▶ _WHAT THIS TASK INVOLVES_: Retype the data below verbatim; pictures do not belong in the copy.

Stored records
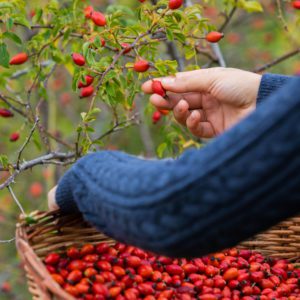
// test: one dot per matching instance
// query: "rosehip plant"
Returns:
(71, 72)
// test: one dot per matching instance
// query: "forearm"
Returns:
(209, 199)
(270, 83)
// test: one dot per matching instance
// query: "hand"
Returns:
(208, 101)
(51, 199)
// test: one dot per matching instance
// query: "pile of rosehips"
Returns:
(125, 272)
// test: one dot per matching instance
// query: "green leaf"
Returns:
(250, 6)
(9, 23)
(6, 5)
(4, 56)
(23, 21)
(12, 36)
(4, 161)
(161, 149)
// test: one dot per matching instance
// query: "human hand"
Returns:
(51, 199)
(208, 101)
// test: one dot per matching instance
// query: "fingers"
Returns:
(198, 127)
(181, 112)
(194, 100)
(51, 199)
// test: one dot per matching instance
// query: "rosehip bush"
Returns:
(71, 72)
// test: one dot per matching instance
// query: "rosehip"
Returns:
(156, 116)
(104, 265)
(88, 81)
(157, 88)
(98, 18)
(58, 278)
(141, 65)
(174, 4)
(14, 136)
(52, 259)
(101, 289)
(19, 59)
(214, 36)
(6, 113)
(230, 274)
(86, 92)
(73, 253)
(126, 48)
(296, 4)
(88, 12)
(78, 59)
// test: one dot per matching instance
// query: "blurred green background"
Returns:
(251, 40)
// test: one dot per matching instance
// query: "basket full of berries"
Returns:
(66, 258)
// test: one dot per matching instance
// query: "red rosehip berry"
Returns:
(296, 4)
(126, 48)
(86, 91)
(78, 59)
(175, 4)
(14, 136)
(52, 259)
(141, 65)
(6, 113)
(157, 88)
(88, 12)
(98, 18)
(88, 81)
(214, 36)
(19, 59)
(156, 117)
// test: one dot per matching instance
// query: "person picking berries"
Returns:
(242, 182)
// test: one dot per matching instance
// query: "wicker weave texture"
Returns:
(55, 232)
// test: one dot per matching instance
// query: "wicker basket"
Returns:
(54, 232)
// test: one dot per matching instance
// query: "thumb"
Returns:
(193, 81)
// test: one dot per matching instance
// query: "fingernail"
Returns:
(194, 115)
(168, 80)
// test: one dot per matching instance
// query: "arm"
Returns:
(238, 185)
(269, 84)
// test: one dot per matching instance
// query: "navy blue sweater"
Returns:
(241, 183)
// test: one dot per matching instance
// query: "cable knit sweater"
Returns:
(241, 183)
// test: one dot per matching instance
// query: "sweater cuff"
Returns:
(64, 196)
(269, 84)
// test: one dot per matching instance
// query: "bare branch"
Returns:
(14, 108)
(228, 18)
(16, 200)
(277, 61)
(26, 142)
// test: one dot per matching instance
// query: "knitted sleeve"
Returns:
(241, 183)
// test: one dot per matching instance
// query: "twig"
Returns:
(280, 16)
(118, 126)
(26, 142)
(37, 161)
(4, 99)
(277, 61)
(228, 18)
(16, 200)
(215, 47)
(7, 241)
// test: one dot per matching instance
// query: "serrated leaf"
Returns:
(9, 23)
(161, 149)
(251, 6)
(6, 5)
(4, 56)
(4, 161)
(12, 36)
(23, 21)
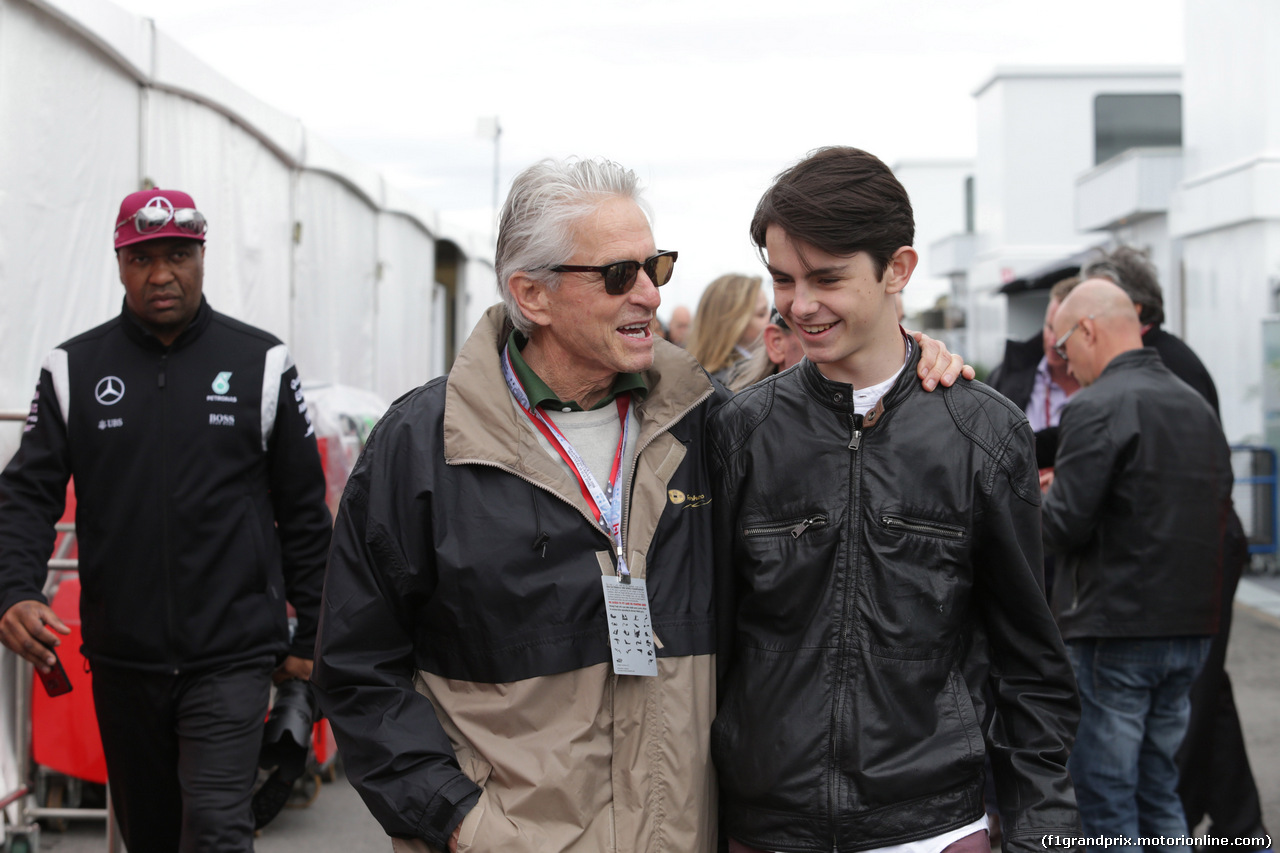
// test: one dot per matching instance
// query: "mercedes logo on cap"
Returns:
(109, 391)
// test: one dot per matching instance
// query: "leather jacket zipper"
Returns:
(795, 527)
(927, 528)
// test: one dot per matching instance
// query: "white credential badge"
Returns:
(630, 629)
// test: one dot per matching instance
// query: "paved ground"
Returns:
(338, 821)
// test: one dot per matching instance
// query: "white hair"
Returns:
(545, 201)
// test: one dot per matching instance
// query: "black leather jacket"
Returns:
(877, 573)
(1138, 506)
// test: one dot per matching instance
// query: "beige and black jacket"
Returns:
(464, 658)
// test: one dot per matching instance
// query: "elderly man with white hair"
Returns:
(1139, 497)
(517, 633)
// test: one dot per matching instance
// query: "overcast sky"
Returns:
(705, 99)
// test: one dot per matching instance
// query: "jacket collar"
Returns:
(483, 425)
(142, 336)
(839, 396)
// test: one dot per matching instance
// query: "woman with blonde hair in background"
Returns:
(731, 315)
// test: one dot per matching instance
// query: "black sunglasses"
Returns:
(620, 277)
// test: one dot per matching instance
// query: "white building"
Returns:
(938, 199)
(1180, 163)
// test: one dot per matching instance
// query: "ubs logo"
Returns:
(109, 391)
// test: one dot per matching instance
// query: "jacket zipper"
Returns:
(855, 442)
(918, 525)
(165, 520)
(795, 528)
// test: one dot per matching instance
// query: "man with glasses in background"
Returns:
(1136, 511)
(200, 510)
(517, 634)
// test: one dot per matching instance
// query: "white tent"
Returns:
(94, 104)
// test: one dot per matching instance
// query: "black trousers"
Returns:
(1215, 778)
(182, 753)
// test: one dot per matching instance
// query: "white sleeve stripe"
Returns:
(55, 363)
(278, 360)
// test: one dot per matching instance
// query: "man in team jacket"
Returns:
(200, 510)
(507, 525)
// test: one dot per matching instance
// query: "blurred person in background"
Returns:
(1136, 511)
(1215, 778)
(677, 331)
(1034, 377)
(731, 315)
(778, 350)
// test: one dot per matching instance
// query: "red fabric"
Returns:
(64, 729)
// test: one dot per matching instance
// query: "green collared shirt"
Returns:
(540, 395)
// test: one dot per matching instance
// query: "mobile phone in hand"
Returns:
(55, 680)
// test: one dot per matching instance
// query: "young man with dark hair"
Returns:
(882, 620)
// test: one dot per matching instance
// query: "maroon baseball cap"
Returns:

▶ _TASK RESULT_:
// test: one dot per matching instance
// query: "rosehip plant"
Returns:
(71, 72)
// test: one dot per matching instance
// query: "forearm"
Returns:
(209, 199)
(270, 83)
// test: one dot per matching instance
// query: "hand"
Returns:
(208, 101)
(51, 199)
// test: one dot per matching instance
// query: "pile of rosehips"
Returns:
(125, 272)
// test: one dot per matching instance
// query: "green leaf"
Returns:
(250, 6)
(9, 23)
(6, 5)
(4, 56)
(23, 21)
(12, 36)
(4, 161)
(161, 149)
// test: one dot per matching instance
// query: "human hand"
Returns:
(51, 199)
(208, 101)
// test: one dot per matching instance
// query: "fingers"
Returns:
(198, 127)
(181, 112)
(194, 100)
(51, 199)
// test: one dot per matching instance
// query: "rosehip bush"
Returns:
(71, 72)
// test: one dot per matching instance
// query: "rosehip"
Returns:
(156, 116)
(104, 265)
(88, 81)
(157, 88)
(98, 18)
(58, 278)
(141, 65)
(174, 4)
(14, 136)
(52, 259)
(101, 289)
(19, 59)
(214, 36)
(6, 113)
(230, 274)
(86, 92)
(73, 253)
(126, 48)
(296, 4)
(88, 12)
(78, 59)
// test: one dot per matching instance
// query: "blurred green background"
Returns:
(251, 40)
// test: one dot per matching instance
// query: "basket full of berries"
Returns:
(66, 258)
// test: one dot per matching instance
// query: "red rosehip berry"
Returns:
(296, 4)
(126, 48)
(86, 91)
(78, 59)
(175, 4)
(14, 136)
(52, 259)
(141, 65)
(6, 113)
(157, 88)
(88, 12)
(98, 18)
(88, 81)
(214, 36)
(19, 59)
(156, 117)
// test: one dot per matching instance
// query: "person picking berries"
Returns:
(242, 182)
// test: one dot per matching instance
// query: "wicker weave texture"
Returns:
(55, 232)
// test: one dot per matching instance
// query: "wicker basket"
Returns:
(54, 232)
// test: one dot per matching instance
// query: "thumb"
Returns:
(193, 81)
// test: one dot per matching instance
// query: "fingernail"
Returns:
(194, 115)
(168, 80)
// test: one dot per matching instance
// query: "arm"
Returns:
(238, 185)
(269, 84)
// test: one dot per matching instance
// query: "navy blue sweater"
Returns:
(241, 183)
// test: one dot per matching instance
// query: "cable knit sweater"
Returns:
(241, 183)
// test: one dot per matching instance
// query: "sweater cuff"
Returns:
(64, 196)
(269, 84)
// test: one dot per matching instance
// query: "bare branch"
Returns:
(14, 108)
(228, 18)
(16, 200)
(277, 61)
(26, 142)
// test: one dot per matching instance
// query: "knitted sleeve"
Returns:
(241, 183)
// test: one dot per matching instance
// query: "twig"
Returns:
(280, 16)
(118, 126)
(26, 142)
(37, 161)
(4, 99)
(277, 61)
(228, 18)
(16, 200)
(215, 47)
(7, 241)
// test: one dot per matching instance
// query: "serrated leaf"
Returns:
(9, 23)
(161, 149)
(251, 6)
(6, 5)
(4, 56)
(4, 161)
(12, 36)
(23, 21)
// test: one dot per matching instance
// query: "mercedes logo on cap"
Returns:
(109, 391)
// test: one dot per matching instance
// query: "leather jacket zipper"
Returns:
(795, 527)
(927, 528)
// test: one dot per matching instance
// query: "white credential badge"
Returns:
(630, 629)
// test: one dot per matching instance
// query: "paved ground"
Returns:
(338, 821)
// test: one dot per matching instance
// query: "white hair"
Returns:
(545, 201)
// test: one dot per matching instance
// query: "black leather jacket"
Returns:
(877, 573)
(1138, 506)
// test: one dot per matching instance
// query: "beige and black jacket"
Returns:
(464, 658)
// test: one dot per matching instance
// query: "elderly man with white hair"
Returns:
(1139, 497)
(517, 633)
// test: one dot per matching instance
// query: "overcast sky"
Returns:
(705, 99)
// test: one dot per matching instance
// query: "jacket collar"
Returns:
(483, 425)
(142, 336)
(839, 396)
// test: one dot per matching instance
// query: "woman with blonde hair in background"
Returns:
(731, 315)
// test: one dot per matching instance
// query: "black sunglasses"
Returns:
(620, 277)
// test: one dot per matching instance
// query: "white building"
Returns:
(938, 199)
(1180, 163)
// test: one dot per matching instance
// query: "ubs logo"
Returns:
(109, 391)
// test: one dot per matching instance
// query: "jacket zipper"
Returns:
(855, 442)
(918, 525)
(165, 520)
(795, 528)
// test: one dot per matching instance
// query: "man with glasses in background"
Returns:
(1136, 511)
(200, 510)
(517, 634)
// test: one dot per matching instance
// query: "white tent"
Returns:
(94, 104)
// test: one dot per matching instance
// query: "black trousers"
Returns:
(1215, 778)
(182, 753)
// test: one dot per matching instance
// query: "white sleeve stripe"
Returns:
(55, 363)
(278, 360)
// test: one dot per matching instance
// query: "man in team jacket"
Returns:
(200, 510)
(507, 525)
// test: one dot per matching instance
// query: "blurred person in background"
Returns:
(1136, 511)
(1215, 778)
(677, 331)
(1034, 377)
(731, 315)
(778, 350)
// test: one dot per matching instance
// query: "red fabric"
Returns:
(64, 729)
// test: one dot per matching instance
// query: "green collared shirt"
Returns:
(540, 395)
// test: one dot per matching instance
// query: "mobile phone in hand"
Returns:
(55, 680)
// test: one dot per matching instance
// query: "young man with dark hair"
Returns:
(882, 620)
// test: one dot per matching instance
// query: "maroon baseball cap"
Returns:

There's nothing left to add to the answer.